- [Given text]
Zach, I haven't listened to the G.I. Williamson lectures, so I can't really compare the overall quality of the two series. That said, I think it is generally better if you are going to go through two treatments of something to do the shorter one first, so as to have the framework solidly in mind, and then the second treatment with its greater detail can be better grasped in its overall scope. However, if it is a question of choosing between two, everything else being equal I would recommend the more detailed treatment.


----------



## Zach (Jan 22, 2013)

py3ak said:


> Zach said:
> 
> 
> > py3ak said:
> ...



Good advice. I'll take the time to go through them all. Thanks!


----------



## jfhutson (Jan 22, 2013)

These are Dr. Robert Strimple's three semesters of ST. Maybe not basic enough? But they're free, and the audio quality's fine.

The Bookstore @ Westminster Seminary California; God's Created Image MP3
The Bookstore @ Westminster Seminary California; Christ Our Savior MP3
The Bookstore @ Westminster Seminary California; Salvation in Christ MP3


----------



## Rich Koster (Jan 22, 2013)

lynnie said:


> Thanks again for the links and suggestions. Now I want to get some for myself as well.
> 
> At the Monergism link for Kelley they have 117 lectures by Grudem based on his ST. That looks really good as my church is using Grudem now for young adults (and formerly in an adult class) so there would be that name recognition.
> 
> ...


https://itunes.apple.com/us/podcast/wayne-grudems-systematic-theology/id322844869 Grudem has a series of podcasts that track chapter by chapter with his ST book. This one appears to be expanded from that first one I mentioned. This may be the one you referenced.


----------

- [Set tasks]
**a)** According to the forum thread, how many semesters of ST do Dr. Robert Strimple's recordings cover?
**b)** Give the lines of the listing as a numbered list, starting at the line that contains "out the pale" and ending at the last line of the listing, with blank lines left out.

- [Data rows]
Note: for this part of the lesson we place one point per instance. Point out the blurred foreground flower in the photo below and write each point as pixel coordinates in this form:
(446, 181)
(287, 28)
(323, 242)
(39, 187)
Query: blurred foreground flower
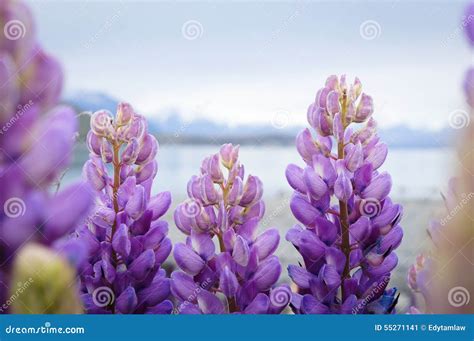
(36, 142)
(46, 283)
(240, 276)
(347, 248)
(125, 234)
(444, 276)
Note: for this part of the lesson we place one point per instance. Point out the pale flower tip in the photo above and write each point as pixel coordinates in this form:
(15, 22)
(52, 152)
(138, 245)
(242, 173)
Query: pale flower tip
(124, 113)
(34, 267)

- [The solutions]
**a)** Three semesters.

**b)**
1. Note: for this part of the lesson we place one point per instance. Point out the pale flower tip in the photo above and write each point as pixel coordinates in this form:
2. (15, 22)
3. (52, 152)
4. (138, 245)
5. (242, 173)
6. Query: pale flower tip
7. (124, 113)
8. (34, 267)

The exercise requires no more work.